#### FRAGMENTO CITADO
Era como remontar el barrilete de una memoria sin alas. El principio de demencia de Adela, mi madre crucificada de dolores y ausencias.
Los panfletos ocultos en la caballeriza de La Panificadora Argentina, ubicada en Juramento y Donato Alvarez, hoy Avenida Ex Combatientes de Malvinas. La muerte de mi hermana Silvia, de seis meses. La versión del veneno y la venganza de los fachos del barrio. El ajuste con un disparo en la frene que prolongó la noche para siempre. Los llantos mudos de mi madre en la pieza del inquilinato, el dolor y la impotencia con la máscara de la crueldad descargando ira sobre mi hermana mayor, intoxicada de todas las frustraciones y odios.
Repaso del pasado cuando el ánimo no dormía por la morfina. Su confesión de espanto, de perder el hijo, cuando en plena madrugada del golpe del 24 de marzo de 1976 nos descubrió en Boedo, con los volantes y “los fierros” para la clandestinidad.
La memoria nos sacó a pasear en sus últimos dos años. Y llegó el hombre a la luna que vimos en la tele en blanco y negro, en nuestra casita de Ituzaingó.
########
**CONSIGNA DADA 1**
Reproduzca sin cambios todas las filas, desde la línea que contiene "of the light" hasta la línea que contiene "[(377, 219), (165, 173), (679, 246), (237, 125)]", ambas incluidas.
El fragmento y las filas son materiales independientes entre sí.
#### FILAS PROPORCIONADAS
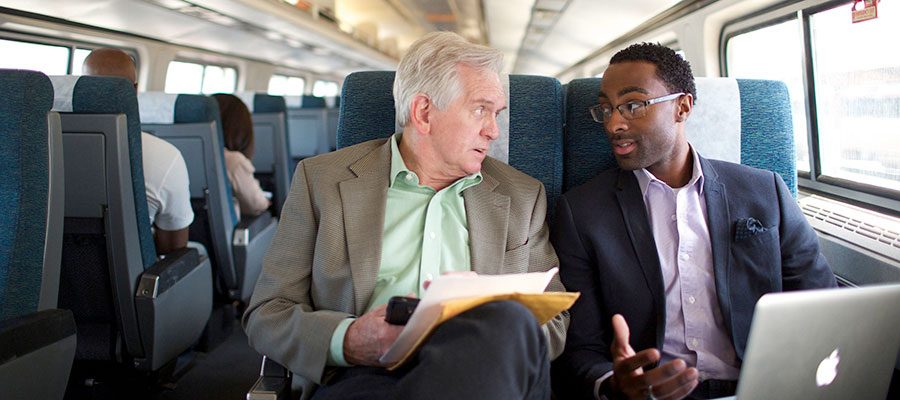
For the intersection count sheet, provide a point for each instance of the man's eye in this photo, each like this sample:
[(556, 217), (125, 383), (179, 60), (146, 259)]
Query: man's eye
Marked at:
[(633, 106)]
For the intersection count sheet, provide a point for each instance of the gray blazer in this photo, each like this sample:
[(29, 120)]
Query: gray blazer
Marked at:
[(324, 259)]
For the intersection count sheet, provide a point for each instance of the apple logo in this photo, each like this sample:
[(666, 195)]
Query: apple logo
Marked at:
[(827, 369)]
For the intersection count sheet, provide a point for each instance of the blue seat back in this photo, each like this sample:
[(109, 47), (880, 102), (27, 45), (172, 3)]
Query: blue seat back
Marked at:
[(118, 98), (25, 99), (190, 108), (762, 130), (271, 158), (309, 101), (535, 121)]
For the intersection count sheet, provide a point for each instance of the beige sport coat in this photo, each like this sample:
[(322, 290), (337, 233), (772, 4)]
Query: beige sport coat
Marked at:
[(324, 259)]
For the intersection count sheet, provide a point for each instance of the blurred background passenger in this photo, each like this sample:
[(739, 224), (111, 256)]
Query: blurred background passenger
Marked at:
[(238, 129), (165, 173)]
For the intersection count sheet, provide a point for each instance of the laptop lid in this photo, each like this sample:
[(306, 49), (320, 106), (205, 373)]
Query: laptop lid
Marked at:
[(823, 344)]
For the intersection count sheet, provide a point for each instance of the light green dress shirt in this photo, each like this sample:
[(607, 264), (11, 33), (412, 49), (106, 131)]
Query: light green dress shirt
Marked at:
[(425, 234)]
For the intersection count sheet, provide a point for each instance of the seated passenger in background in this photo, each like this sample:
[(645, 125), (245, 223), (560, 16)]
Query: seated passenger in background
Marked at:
[(377, 219), (165, 173), (679, 246), (237, 125)]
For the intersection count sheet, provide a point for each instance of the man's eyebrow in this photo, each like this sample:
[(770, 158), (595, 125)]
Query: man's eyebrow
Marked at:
[(626, 90), (632, 89), (484, 101)]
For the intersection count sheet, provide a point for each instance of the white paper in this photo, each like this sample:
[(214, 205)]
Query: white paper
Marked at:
[(447, 287)]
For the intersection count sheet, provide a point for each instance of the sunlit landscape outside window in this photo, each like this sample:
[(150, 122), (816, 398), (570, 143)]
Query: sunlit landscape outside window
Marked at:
[(51, 60), (280, 85), (182, 77), (325, 89), (219, 80), (775, 52), (858, 95), (185, 77)]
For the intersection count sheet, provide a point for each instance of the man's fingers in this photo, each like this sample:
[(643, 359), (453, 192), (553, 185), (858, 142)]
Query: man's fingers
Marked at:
[(662, 374), (641, 359), (678, 386), (621, 347)]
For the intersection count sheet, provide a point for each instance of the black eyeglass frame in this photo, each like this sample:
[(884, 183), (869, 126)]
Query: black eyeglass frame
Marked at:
[(629, 110)]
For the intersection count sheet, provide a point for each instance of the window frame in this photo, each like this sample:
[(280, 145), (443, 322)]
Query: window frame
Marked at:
[(72, 45), (865, 195), (325, 80), (301, 77), (204, 64)]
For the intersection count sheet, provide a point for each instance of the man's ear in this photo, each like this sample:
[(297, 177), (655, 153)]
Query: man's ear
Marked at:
[(685, 106), (420, 113)]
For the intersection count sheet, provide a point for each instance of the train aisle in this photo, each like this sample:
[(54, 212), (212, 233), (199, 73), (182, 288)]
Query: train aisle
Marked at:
[(226, 373)]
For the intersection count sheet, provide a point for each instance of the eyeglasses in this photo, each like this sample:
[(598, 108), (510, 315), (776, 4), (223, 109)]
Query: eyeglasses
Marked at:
[(630, 110)]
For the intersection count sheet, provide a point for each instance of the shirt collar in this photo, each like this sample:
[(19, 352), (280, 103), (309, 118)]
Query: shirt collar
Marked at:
[(644, 177), (399, 172)]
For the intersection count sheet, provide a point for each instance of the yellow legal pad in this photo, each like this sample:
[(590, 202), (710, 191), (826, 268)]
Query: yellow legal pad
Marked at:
[(544, 306)]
########
**CONSIGNA DADA 2**
Según el fragmento, ¿en qué esquina estaba ubicada La Panificadora Argentina?

**SOLUCIÓN DEL EJERCICIO 1**
For the intersection count sheet, provide a point for each instance of the light green dress shirt in this photo, each like this sample:
[(607, 264), (11, 33), (412, 49), (106, 131)]
Query: light green dress shirt
Marked at:
[(425, 234)]
For the intersection count sheet, provide a point for each instance of the seated passenger in background in this photo, each like this sample:
[(645, 125), (245, 223), (560, 16)]
Query: seated passenger in background
Marked at:
[(377, 219), (165, 173), (679, 246), (237, 125)]

**SOLUCIÓN DEL EJERCICIO 2**
En Juramento y Donato Alvarez, hoy Avenida Ex Combatientes de Malvinas.